- **Required actions**:
- A) Copy the part of the news report on the Syrian ambassador's summons from "Secretary of state Hillary" up to and including "lasted two hours.", word for word.
- B) Carry on the news report about the US summoning the Syrian ambassador, picking up right after its final sentence.

- **Selected excerpt**:
** Start **

US summons Syrian ambassador over attack on diplomat



The United States said on Friday it had summoned the Syrian ambassador to Washington in protest after President Bashar al-Assad's supporters tried to attack the US envoy in Damascus. 

Ambassador Imad Mustapha "was called in to the State Department ... and read the riot act about this incident," State Department spokeswoman Victoria Nuland told reporters. 

She added Mustapha's meeting with Jeffrey Feltman, the assistant secretary of state for Near East affairs, took place late Thursday, hours after Assad's supporters tried to attack US ambassador Robert Ford in Damascus. 

Mustapha "was reminded that Ambassador Ford is the personal representative of the president (Barack Obama) and an attack on Ford is an attack on the United States," Nuland said. 

"He was also asked for compensation for our damaged vehicles," she said, adding "a very strong set of representations were made again about their Vienna convention responsibilities" to protect US diplomats. 

Secretary of state Hillary Clinton demanded that Syria "take every possible step" to protect US diplomats after a spokesman said a mob tried to attack Ford and embassy staff as they visited a Syrian opposition leader in Damascus. 

Clinton's deputy spokesman Mark Toner said the pro-regime demonstrators seriously damaged US vehicles and pelted the visitors with tomatoes but did not hurt Ford or his staff. 

Opposition figure Hassan Abdelazim, whom the US ambassador had arrived to meet, told AFP the mob "tried to break down the door of my office, but didn't succeed" during a siege that lasted two hours.

** End **

- **Dataset excerpt**:
** Start **

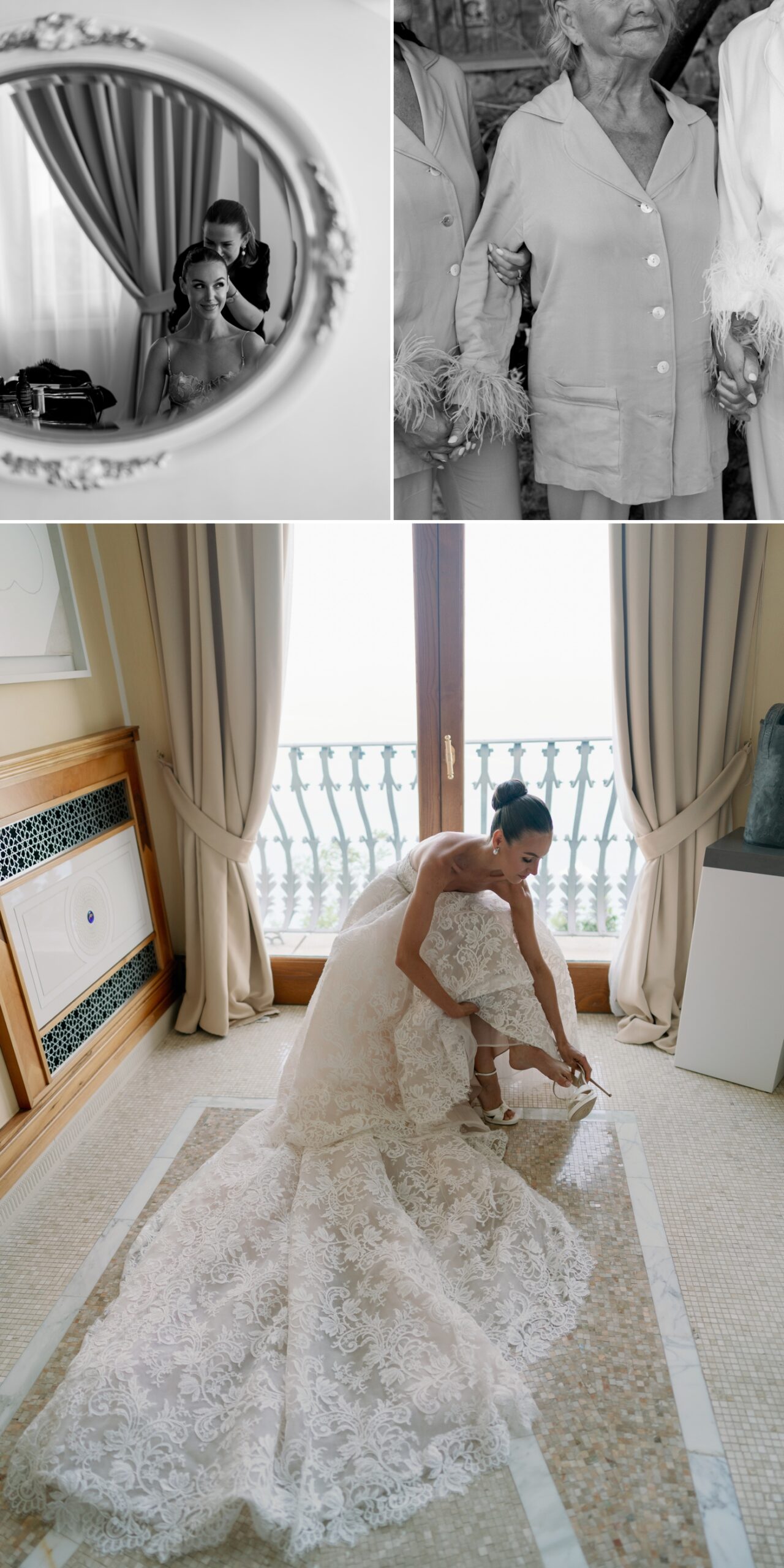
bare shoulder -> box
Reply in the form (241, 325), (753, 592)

** End **

- **Task-by-task answers**:
- A)
Secretary of state Hillary Clinton demanded that Syria "take every possible step" to protect US diplomats after a spokesman said a mob tried to attack Ford and embassy staff as they visited a Syrian opposition leader in Damascus. 

Clinton's deputy spokesman Mark Toner said the pro-regime demonstrators seriously damaged US vehicles and pelted the visitors with tomatoes but did not hurt Ford or his staff. 

Opposition figure Hassan Abdelazim, whom the US ambassador had arrived to meet, told AFP the mob "tried to break down the door of my office, but didn't succeed" during a siege that lasted two hours.

- B)
The State Department said later that Ford "expressed our disgust with this attack, and the Syrian government's failure to prevent it or adequately respond to it" when he met with deputy foreign minister Faysal al-Miqdad in Damascus. 

Toner charged that Assad's regime was behind the incident in what he said amounts to a campaign aimed at intimidating US diplomats as they carry out their normal duties. 

Angry mobs stormed the American and French embassies in Damascus on July 11 after Ford and the French ambassador visited the central city of Hama, a flashpoint for protests against Assad's regime. 

"In July, we requested prompt and full compensation for damage inflicted on our embassy and other US diplomatic property" following the previous attack on the embassy, the State Department said in response to a reporter's question. 

"We continue to demand full compensation from the Syrian government for the damage caused during both attacks," it said.